What to work on
Every line from the one containing "Each matching instance of the pineapple crown" through the end of the data is to be copied exactly, and nothing outside that range.

Items from a dataset

● ● ● ● ●

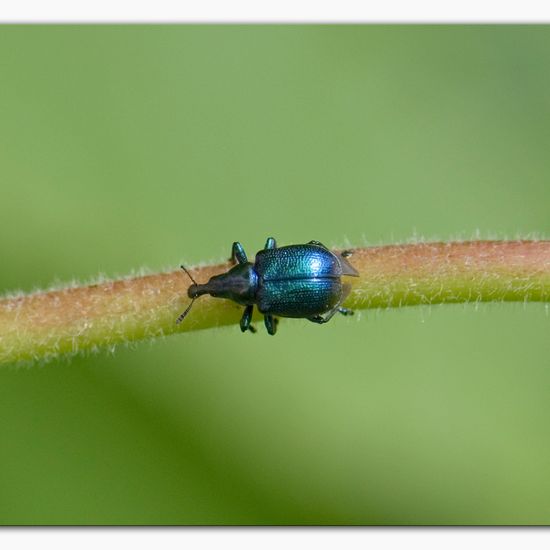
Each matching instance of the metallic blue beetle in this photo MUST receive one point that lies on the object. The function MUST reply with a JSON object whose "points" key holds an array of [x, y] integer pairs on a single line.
{"points": [[301, 280]]}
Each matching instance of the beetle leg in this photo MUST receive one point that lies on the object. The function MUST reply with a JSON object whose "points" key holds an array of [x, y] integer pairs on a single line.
{"points": [[246, 319], [238, 255], [270, 244], [271, 324]]}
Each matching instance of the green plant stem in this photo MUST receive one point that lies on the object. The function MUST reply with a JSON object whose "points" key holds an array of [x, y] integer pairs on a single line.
{"points": [[45, 324]]}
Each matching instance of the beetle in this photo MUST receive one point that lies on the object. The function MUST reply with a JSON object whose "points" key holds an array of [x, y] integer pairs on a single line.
{"points": [[299, 280]]}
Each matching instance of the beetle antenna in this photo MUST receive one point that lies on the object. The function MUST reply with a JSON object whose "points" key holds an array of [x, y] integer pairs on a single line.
{"points": [[190, 276], [184, 314]]}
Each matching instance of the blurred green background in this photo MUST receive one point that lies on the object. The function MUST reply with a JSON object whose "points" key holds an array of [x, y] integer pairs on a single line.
{"points": [[130, 146]]}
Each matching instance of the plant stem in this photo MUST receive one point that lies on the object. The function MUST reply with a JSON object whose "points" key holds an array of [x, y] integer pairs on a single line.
{"points": [[45, 324]]}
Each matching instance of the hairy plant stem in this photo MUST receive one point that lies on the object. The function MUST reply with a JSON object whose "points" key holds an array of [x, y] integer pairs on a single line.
{"points": [[45, 324]]}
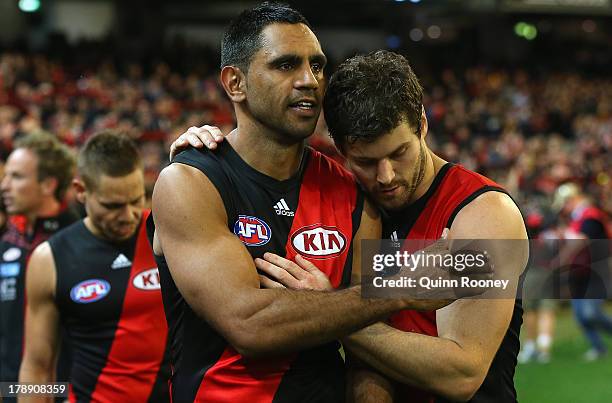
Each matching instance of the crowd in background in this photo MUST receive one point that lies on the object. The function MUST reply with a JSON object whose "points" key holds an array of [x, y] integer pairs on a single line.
{"points": [[529, 132]]}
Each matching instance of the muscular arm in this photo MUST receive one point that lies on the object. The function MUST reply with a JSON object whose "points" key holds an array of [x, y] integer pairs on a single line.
{"points": [[41, 327], [455, 363], [217, 277]]}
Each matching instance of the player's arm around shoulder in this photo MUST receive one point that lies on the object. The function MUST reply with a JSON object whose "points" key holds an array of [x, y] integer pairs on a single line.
{"points": [[495, 218], [42, 318]]}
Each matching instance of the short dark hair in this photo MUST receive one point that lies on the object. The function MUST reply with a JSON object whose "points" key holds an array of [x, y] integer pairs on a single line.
{"points": [[55, 160], [370, 95], [107, 153], [242, 38]]}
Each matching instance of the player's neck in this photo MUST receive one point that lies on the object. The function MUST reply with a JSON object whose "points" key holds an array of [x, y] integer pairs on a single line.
{"points": [[433, 164], [261, 152]]}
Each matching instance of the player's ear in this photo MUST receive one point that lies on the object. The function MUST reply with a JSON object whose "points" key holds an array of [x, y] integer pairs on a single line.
{"points": [[79, 189], [234, 83], [424, 124]]}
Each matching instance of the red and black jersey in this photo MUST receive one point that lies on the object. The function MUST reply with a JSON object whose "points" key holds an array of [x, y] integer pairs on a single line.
{"points": [[315, 213], [453, 188], [109, 300], [15, 249]]}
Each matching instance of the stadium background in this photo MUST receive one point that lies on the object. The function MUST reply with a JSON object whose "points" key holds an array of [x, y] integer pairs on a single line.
{"points": [[519, 90]]}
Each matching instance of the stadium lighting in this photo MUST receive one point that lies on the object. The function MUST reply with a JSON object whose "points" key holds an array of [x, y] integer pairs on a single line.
{"points": [[29, 6]]}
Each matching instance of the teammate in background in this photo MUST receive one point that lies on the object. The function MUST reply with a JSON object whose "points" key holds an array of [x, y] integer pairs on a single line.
{"points": [[586, 222], [466, 351], [540, 312], [99, 279], [263, 192], [37, 175]]}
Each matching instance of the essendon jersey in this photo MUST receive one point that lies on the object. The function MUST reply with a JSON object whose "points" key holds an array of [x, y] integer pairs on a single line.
{"points": [[316, 214], [452, 189], [16, 246], [109, 300]]}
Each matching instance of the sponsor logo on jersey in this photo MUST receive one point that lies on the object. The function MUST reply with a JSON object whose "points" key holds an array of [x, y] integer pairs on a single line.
{"points": [[121, 262], [319, 241], [147, 280], [11, 254], [89, 291], [282, 208], [252, 231]]}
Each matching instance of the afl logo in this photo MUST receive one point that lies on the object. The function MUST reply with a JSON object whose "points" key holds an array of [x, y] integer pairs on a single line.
{"points": [[319, 241], [147, 280], [89, 291], [252, 231]]}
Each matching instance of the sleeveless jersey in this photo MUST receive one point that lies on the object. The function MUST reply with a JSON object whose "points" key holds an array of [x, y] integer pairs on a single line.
{"points": [[452, 189], [315, 213], [15, 249], [109, 300]]}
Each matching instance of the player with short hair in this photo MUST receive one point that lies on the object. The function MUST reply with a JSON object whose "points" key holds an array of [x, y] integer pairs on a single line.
{"points": [[373, 107]]}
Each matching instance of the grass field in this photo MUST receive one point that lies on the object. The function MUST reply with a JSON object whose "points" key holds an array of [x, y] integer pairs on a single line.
{"points": [[567, 378]]}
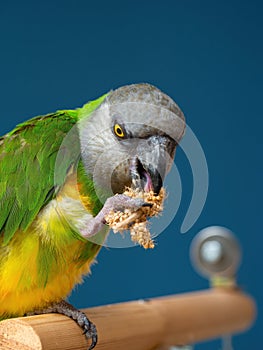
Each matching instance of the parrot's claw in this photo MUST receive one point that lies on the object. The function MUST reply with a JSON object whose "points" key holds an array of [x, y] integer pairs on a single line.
{"points": [[64, 308], [119, 202]]}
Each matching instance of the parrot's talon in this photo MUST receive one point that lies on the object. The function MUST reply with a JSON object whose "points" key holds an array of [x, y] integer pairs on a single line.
{"points": [[64, 308]]}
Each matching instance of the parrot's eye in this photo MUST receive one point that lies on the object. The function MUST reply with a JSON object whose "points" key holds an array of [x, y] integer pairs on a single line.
{"points": [[119, 131]]}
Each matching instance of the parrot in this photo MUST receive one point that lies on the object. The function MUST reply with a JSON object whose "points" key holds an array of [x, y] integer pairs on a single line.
{"points": [[60, 175]]}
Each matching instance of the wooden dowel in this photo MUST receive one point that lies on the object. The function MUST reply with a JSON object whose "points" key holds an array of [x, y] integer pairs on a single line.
{"points": [[141, 325]]}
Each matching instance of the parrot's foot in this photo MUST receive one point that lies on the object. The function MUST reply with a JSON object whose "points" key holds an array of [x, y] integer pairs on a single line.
{"points": [[118, 202], [64, 308]]}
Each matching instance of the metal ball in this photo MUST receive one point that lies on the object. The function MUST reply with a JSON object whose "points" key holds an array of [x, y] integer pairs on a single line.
{"points": [[215, 251]]}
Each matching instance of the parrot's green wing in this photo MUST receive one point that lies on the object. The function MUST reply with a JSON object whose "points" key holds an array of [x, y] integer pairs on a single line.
{"points": [[28, 156], [27, 159]]}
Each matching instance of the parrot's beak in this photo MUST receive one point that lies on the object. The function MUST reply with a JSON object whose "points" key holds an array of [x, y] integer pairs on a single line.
{"points": [[149, 169]]}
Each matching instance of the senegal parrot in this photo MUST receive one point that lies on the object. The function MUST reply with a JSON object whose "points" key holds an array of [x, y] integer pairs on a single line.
{"points": [[60, 175]]}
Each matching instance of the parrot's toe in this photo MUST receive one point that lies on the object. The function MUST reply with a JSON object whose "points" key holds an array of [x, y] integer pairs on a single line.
{"points": [[64, 308]]}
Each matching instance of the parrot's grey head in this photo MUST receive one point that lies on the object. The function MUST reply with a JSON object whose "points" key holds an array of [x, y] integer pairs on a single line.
{"points": [[131, 137]]}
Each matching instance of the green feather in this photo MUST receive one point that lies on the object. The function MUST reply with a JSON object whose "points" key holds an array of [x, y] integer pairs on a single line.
{"points": [[28, 157]]}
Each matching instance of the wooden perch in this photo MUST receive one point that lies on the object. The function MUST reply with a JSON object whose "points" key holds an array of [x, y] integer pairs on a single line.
{"points": [[141, 325]]}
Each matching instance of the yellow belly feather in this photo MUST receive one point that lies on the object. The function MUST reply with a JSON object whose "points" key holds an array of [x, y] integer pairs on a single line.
{"points": [[20, 289]]}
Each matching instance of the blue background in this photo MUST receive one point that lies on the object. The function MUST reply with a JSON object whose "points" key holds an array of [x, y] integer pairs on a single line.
{"points": [[208, 56]]}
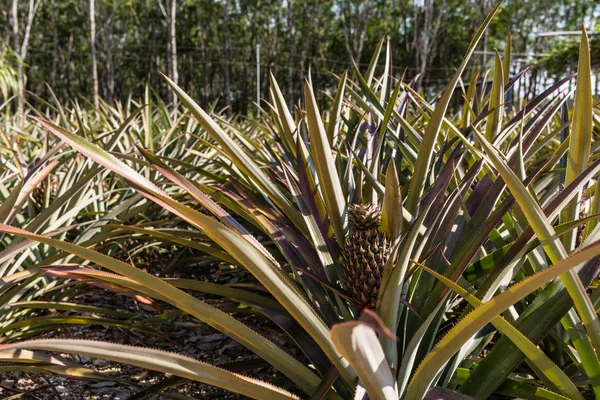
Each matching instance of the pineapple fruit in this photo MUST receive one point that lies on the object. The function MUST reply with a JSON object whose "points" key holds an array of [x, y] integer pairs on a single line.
{"points": [[365, 254]]}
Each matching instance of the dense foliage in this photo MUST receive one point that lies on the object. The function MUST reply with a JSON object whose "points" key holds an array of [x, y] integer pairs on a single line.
{"points": [[216, 42], [404, 247]]}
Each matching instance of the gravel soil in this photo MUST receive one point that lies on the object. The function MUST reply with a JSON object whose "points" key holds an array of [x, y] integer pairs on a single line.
{"points": [[184, 335]]}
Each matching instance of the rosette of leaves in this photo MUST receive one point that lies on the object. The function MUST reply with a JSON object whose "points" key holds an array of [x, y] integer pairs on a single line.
{"points": [[485, 275]]}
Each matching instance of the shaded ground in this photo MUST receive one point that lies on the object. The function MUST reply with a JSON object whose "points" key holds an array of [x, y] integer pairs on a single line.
{"points": [[185, 335]]}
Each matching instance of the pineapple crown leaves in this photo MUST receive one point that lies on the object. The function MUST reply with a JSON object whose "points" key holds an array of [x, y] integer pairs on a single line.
{"points": [[364, 217]]}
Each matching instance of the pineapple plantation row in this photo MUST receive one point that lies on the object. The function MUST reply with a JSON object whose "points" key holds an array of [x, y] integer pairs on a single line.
{"points": [[407, 249]]}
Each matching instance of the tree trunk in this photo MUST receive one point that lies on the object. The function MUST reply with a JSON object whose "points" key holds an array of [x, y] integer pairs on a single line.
{"points": [[21, 50], [172, 47], [93, 48], [110, 68], [291, 52], [225, 58]]}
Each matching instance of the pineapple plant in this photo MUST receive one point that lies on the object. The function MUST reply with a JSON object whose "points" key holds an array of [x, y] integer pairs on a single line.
{"points": [[365, 253], [467, 243]]}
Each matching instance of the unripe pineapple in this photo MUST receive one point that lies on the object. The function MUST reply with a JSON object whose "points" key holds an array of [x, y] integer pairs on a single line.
{"points": [[365, 254]]}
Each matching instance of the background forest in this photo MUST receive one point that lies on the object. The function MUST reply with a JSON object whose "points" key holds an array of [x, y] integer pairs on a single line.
{"points": [[210, 47]]}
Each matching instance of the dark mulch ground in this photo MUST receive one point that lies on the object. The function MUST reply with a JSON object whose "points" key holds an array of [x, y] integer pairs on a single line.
{"points": [[185, 335]]}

● ● ● ● ●

Result for this exercise
Each matching instance of the pineapple crown leaves in this photo MUST receive one point that lies on the object. The function MUST reply with a JSON object whose "points" key holds an array of [x, y] integer pairs on a single line.
{"points": [[364, 217]]}
Each matching instance of the pineapple plantation row in this photo MUST receive one point that lies on the object. The function MUST reply with a JSON object whose "points" key holds an array of [x, y] integer pairs on a single line.
{"points": [[407, 249]]}
Each matching instance of the tree trunk in this photo MUST receive one point that lies on the object. The function MUST reply with a JSON object whose "points" key holds an array of [x, y] integer pairs on a single line.
{"points": [[21, 50], [172, 47], [93, 48], [110, 68], [291, 52], [225, 58]]}
Each matching instance of the pineapple plant in this photo MUST receive one point that lies on the object. The function MUST reply with a JSON object whose "points" key holds an array of [x, y] integer pairs on a single line.
{"points": [[365, 253], [467, 243]]}
Each matching instance of the unripe pineapple in this photo MUST receive one point that lies on the object. The function MUST reply with a JSON object whose "points" key holds an array of [x, y] integer pairs on a single line.
{"points": [[365, 254]]}
Each matching instance of the background forest in this photo MUST receive one point that lies on the object. The function MUST reply with a JSON object whose "points" key holds an array of [x, y] integer pairs on a single line.
{"points": [[210, 47]]}
Each matching instance of the dark mulch ground in this photo MUST receive one point that lies on the object. The function MUST reply with a JSON object whose "points" key holds an array of [x, y] integer pairs on a single line.
{"points": [[185, 335]]}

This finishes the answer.